*Source passage*.
Action of Board On:   10/13/2015
APPROVED AS RECOMMENDED OTHER
Clerks Notes:

VOTE OF SUPERVISORS

Contact: Julie DiMaggio Enea 925.335.1077
cc: DCD Director     County Building Official     County Finance Director     IOC Staff    
I hereby certify that this is a true and correct copy of an action taken and entered on the minutes of the Board of Supervisors on the date shown.
ATTESTED:     October  13, 2015
,
 
BY: , Deputy

 

RECOMMENDATION(S):

DIRECT the Conservation and Development Director to:


  1. Reach out to Contra Costa mayors and city managers to explain and gauge their interest in studying the following the Community Choice Aggregation (CCA) options:



  • formation of a CCA partnership among the cities and the County, representing the unincorporated areas;

RECOMMENDATION(S): (CONT'D)
  1. partnering with Alameda County to form a CCA program; or
  2. joining the existing Marin Clean Energy (MCE) CCA program.
    1. Report back to Internal Operations Committee regarding the feedback from this outreach effort, including a suggested scope and cost estimate for an RFP (Request for Proposals) and eventual contract for a load/feasibility study.

    FISCAL IMPACT:

    DCD estimates an initial staff commitment of 230 hours (57.5 hours/month for four months) plus clerical support to conduct outreach and education to Contra Costa cities on CCA. This commitment of staff equates to approximately $32,000 in terms of billable direct costs. These costs may be recoverable if the County ultimately decides to implement a CCA program.

      
    If the Board decides to further study forming a Contra Costa CCA or joint Alameda-Contra Costa CCA, based on the experience of San Mateo and Santa Clara Counties, the costs to solicit and obtain services for a CCA feasibility study and procedural consultant might be in the range of $100,000 to $150,000. The formation of a CCA agency would also involve other start-up costs, which are described in the Costs and Risks section of this report.

    BACKGROUND:

    On August 18, 2015, the Board of Supervisors referred to the Internal Operations Committee (IOC) the topic of Community Choice Aggregation. Community Choice Aggregation (CCA) is the practice of aggregating consumer electricity demand within a jurisdiction or region for purposes of procuring energy. The existing energy utility remains responsible for transmission and distribution. The most common reason for jurisdictions pursuing CCA is to promote electricity generation from renewable energy sources and offer consumers choice in purchasing electricity with potential opportunities for cost savings.

*Material supplied*.

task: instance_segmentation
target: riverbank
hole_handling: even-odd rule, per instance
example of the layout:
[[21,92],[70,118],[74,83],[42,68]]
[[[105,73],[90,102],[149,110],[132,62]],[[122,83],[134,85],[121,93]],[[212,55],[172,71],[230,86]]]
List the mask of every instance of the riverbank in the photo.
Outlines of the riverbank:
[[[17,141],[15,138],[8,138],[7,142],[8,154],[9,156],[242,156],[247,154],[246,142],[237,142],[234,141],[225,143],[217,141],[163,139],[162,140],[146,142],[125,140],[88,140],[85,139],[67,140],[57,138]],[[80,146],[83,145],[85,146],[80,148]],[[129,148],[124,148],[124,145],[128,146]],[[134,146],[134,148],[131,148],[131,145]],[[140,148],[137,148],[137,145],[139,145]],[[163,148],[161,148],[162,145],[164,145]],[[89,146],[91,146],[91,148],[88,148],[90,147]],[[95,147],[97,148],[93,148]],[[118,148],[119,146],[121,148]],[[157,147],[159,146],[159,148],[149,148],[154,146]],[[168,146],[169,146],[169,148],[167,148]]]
==
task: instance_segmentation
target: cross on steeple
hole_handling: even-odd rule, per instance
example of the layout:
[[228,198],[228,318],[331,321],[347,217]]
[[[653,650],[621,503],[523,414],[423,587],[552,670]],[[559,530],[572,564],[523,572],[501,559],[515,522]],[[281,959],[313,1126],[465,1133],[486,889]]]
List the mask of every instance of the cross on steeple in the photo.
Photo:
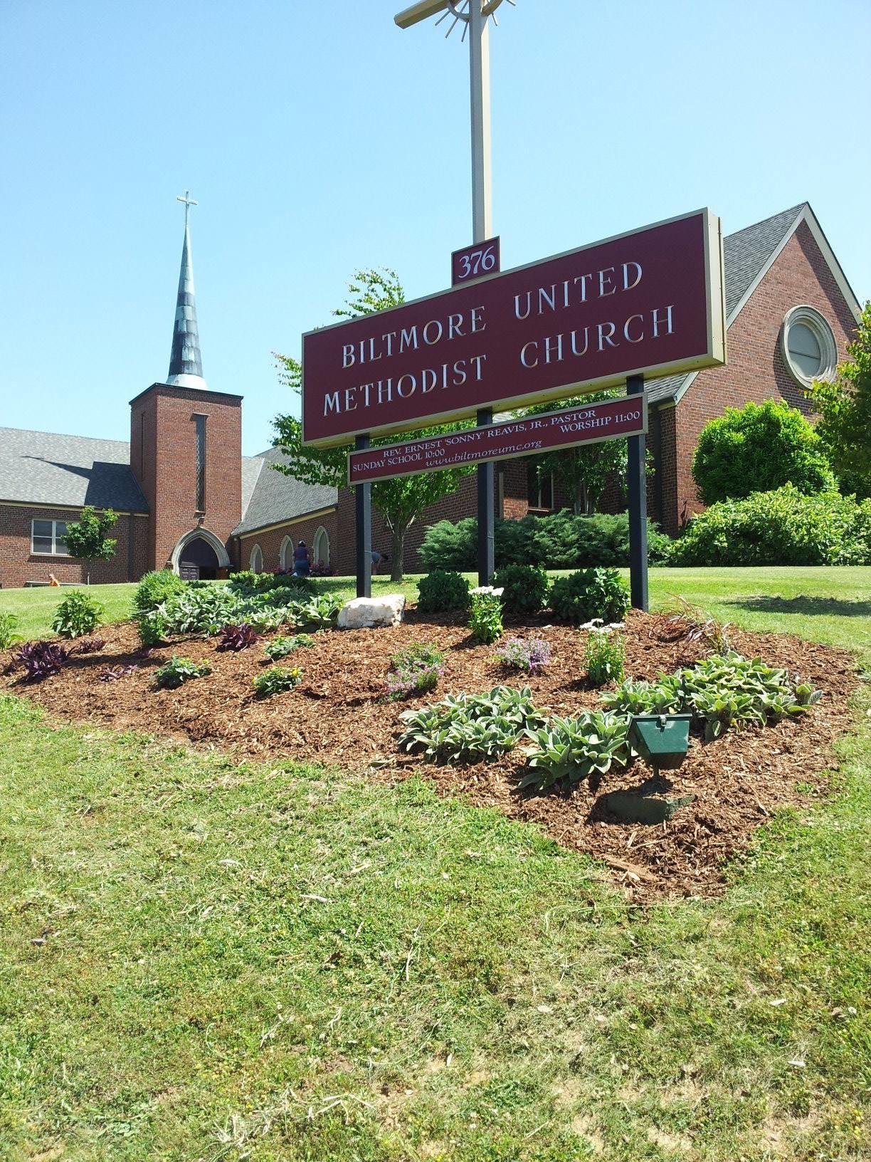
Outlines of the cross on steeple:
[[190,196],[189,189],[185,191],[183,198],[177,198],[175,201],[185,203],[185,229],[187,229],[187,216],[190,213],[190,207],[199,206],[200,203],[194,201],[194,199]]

*Task set*.
[1] List every position or group named on the cc line of the Community Choice Aggregation report.
[2] Reproduce the portion of the Community Choice Aggregation report starting at "DCD estimates an" and ending at "a CCA program.".
[3] According to the Community Choice Aggregation report, what initial staff commitment does DCD estimate for outreach and education to Contra Costa cities?

*Answer list*.
[1]
DCD Director
County Building Official
County Finance Director
IOC Staff

[2]
DCD estimates an initial staff commitment of 230 hours (57.5 hours/month for four months) plus clerical support to conduct outreach and education to Contra Costa cities on CCA. This commitment of staff equates to approximately $32,000 in terms of billable direct costs. These costs may be recoverable if the County ultimately decides to implement a CCA program.

[3] 230 hours (57.5 hours per month for four months) plus clerical support.